Copy out the material below, changing every "single marker" to "single point" and leaving everything else as it is.

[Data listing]

· · · · · · ·

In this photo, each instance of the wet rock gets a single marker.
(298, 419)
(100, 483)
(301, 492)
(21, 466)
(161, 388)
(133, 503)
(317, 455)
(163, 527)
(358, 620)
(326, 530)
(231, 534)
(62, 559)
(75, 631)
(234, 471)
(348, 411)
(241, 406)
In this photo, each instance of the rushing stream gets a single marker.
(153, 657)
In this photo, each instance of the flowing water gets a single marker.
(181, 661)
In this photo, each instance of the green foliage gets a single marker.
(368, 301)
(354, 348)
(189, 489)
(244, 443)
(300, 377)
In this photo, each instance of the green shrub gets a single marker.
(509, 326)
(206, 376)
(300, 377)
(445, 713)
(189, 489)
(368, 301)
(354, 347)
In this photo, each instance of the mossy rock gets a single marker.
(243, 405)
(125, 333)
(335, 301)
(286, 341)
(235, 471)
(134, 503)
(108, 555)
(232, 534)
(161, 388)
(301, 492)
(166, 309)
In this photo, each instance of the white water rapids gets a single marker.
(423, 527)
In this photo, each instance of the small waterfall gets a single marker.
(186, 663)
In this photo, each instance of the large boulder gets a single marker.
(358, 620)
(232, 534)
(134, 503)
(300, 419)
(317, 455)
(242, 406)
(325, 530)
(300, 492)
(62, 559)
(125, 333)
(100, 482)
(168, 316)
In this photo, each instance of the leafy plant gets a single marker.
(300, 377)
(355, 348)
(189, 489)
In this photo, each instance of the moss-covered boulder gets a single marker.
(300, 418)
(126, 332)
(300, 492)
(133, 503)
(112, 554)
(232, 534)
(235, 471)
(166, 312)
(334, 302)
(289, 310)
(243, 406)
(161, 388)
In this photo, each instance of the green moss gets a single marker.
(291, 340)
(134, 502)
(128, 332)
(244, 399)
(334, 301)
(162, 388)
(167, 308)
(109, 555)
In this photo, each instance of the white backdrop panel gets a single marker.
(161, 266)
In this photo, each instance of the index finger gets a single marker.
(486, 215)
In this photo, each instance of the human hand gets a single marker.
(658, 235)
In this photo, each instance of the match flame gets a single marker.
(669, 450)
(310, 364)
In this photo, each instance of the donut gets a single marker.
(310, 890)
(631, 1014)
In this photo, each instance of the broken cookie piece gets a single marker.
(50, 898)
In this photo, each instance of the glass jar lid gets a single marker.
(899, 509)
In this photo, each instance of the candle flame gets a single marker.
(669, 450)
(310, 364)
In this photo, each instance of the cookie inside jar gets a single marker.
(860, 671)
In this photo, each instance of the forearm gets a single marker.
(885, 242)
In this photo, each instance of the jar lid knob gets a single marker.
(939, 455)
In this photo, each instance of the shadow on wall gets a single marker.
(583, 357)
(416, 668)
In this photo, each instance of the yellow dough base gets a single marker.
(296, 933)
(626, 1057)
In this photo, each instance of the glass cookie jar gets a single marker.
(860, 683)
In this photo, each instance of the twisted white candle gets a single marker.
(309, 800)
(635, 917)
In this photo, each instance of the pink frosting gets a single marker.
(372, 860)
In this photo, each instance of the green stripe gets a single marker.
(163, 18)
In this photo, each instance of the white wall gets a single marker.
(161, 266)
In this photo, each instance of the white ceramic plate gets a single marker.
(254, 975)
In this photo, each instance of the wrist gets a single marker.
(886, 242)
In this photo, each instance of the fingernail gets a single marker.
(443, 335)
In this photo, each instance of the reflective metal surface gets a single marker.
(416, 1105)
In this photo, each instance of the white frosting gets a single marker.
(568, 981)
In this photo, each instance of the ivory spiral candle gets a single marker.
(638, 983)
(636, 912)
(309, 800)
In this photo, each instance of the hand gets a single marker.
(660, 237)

· · · · · · ·

■ Exercise output:
In this photo, each instance of the wet rock gets a single point.
(298, 419)
(100, 483)
(301, 492)
(21, 466)
(161, 388)
(133, 503)
(317, 455)
(163, 527)
(358, 620)
(326, 530)
(231, 534)
(62, 559)
(75, 631)
(234, 471)
(348, 411)
(241, 406)
In this photo, each instance of the rushing stream gets a single point.
(153, 657)
In this photo, each instance of the flowing water gets a single point.
(181, 661)
In this photo, each instance of the green foliage gets a single point.
(368, 301)
(354, 348)
(189, 489)
(244, 443)
(300, 377)
In this photo, each instance of the green shrub gets a single point.
(509, 326)
(206, 376)
(300, 377)
(445, 713)
(189, 489)
(368, 301)
(354, 347)
In this photo, each instance of the mossy rock gets a single point.
(243, 405)
(125, 333)
(335, 301)
(286, 341)
(235, 471)
(134, 503)
(108, 555)
(232, 534)
(161, 388)
(301, 492)
(166, 309)
In this photo, each instance of the white water rapids gets a single point.
(423, 527)
In this photo, each instance of the small waterfall gets a single point.
(186, 663)
In this photo, each instance of the large boulder gets a single point.
(358, 620)
(232, 534)
(134, 503)
(300, 419)
(317, 455)
(242, 406)
(325, 530)
(300, 492)
(62, 559)
(125, 333)
(100, 482)
(168, 316)
In this photo, each instance of the leafy plant gets a single point.
(300, 377)
(355, 348)
(189, 489)
In this photo, each instance of the moss-covered boulder gets a single point.
(300, 418)
(126, 332)
(300, 492)
(133, 503)
(112, 554)
(232, 534)
(235, 471)
(166, 312)
(334, 302)
(289, 310)
(243, 406)
(161, 388)
In this photo, each instance of the green moss gets a single point.
(291, 340)
(134, 502)
(128, 332)
(244, 399)
(334, 301)
(162, 388)
(167, 308)
(109, 555)
In this photo, each instance of the white backdrop panel gets a single point.
(161, 266)
In this photo, each instance of the index finger gets a single point.
(486, 215)
In this photo, each instance of the human hand gets a single point.
(658, 235)
In this photo, each instance of the match flame gets a single point.
(669, 450)
(310, 364)
In this photo, each instance of the donut gets a single point.
(310, 890)
(631, 1014)
In this photo, each instance of the broken cookie piece gets a single point.
(50, 898)
In this photo, each instance of the glass jar lid gets a single point.
(899, 509)
In this photo, each instance of the candle flame gets a single point.
(669, 450)
(310, 364)
In this photo, each instance of the cookie inside jar gets a single point.
(860, 671)
In this photo, each instance of the forearm gets a single point.
(885, 242)
In this photo, each instance of the jar lid knob gets a single point.
(939, 455)
In this photo, each instance of the shadow on wall gets a single point.
(583, 357)
(416, 668)
In this photo, each instance of the yellow dough base gets a single point.
(296, 933)
(626, 1057)
In this photo, each instance of the glass cookie jar gets a single point.
(860, 683)
In this photo, each instance of the twisted white candle gets a single point.
(309, 800)
(635, 917)
In this photo, each instance of the pink frosting gets a single point.
(372, 860)
In this photo, each instance of the green stripe gets a single point.
(163, 18)
In this photo, each instance of the white wall gets a single point.
(161, 266)
In this photo, each instance of the white ceramic plate gets a single point.
(254, 975)
In this photo, each instance of the wrist gets a single point.
(886, 242)
In this photo, each instance of the fingernail gets a single point.
(443, 335)
In this photo, each instance of the reflective metal surface gets a single point.
(416, 1105)
In this photo, each instance of the white frosting gets a single point.
(568, 981)
In this photo, each instance of the ivory spiral candle gets a single point.
(638, 983)
(636, 912)
(309, 800)
In this photo, each instance of the hand gets a single point.
(660, 237)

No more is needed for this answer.